═══ Material provided
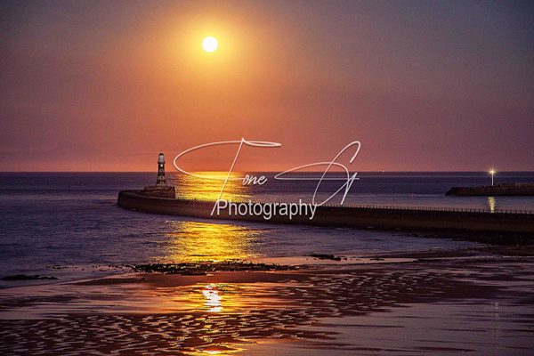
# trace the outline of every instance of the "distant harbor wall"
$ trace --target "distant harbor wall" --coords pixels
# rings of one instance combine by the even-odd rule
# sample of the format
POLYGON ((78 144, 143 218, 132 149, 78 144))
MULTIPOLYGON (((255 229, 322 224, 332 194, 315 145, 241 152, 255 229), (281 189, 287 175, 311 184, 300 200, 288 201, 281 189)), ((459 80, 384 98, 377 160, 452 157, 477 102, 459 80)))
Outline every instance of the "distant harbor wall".
MULTIPOLYGON (((312 220, 297 215, 273 215, 264 220, 256 215, 229 214, 222 210, 211 215, 214 202, 150 197, 136 190, 123 190, 118 194, 119 206, 147 213, 198 217, 252 221, 256 222, 308 224, 360 229, 387 229, 401 231, 457 231, 534 236, 534 214, 530 212, 490 213, 481 210, 448 210, 402 207, 358 207, 321 206, 312 220)), ((246 203, 243 203, 246 204, 246 203)), ((268 203, 261 203, 268 204, 268 203)))
POLYGON ((446 193, 462 197, 534 196, 534 184, 498 184, 486 187, 453 187, 446 193))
══════
• Task prompt: Reproduce the records above word for word, line by line, and leave out the pictures.

• Correct response:
# trace the outline of every instance of the "distant harbor wall"
$ trace --target "distant harbor wall" --coords pixels
# rings of one instance combine by the even-odd rule
# sample of the format
POLYGON ((78 144, 143 218, 132 149, 78 144))
MULTIPOLYGON (((255 229, 322 224, 332 194, 315 145, 241 152, 255 229), (281 189, 287 175, 311 184, 300 200, 288 201, 281 189)), ((459 80, 384 98, 377 160, 452 157, 477 102, 459 80)))
Outline every instance of the "distant harbor wall".
MULTIPOLYGON (((312 220, 297 215, 273 215, 264 220, 256 215, 229 214, 222 210, 211 215, 214 202, 150 197, 136 190, 123 190, 118 194, 119 206, 147 213, 198 217, 252 221, 256 222, 308 224, 360 229, 387 229, 401 231, 457 231, 534 236, 534 214, 530 212, 490 213, 481 210, 448 210, 402 207, 358 207, 321 206, 312 220)), ((246 203, 243 203, 246 204, 246 203)), ((268 203, 261 203, 268 204, 268 203)))
POLYGON ((446 193, 462 197, 534 196, 534 184, 498 184, 486 187, 453 187, 446 193))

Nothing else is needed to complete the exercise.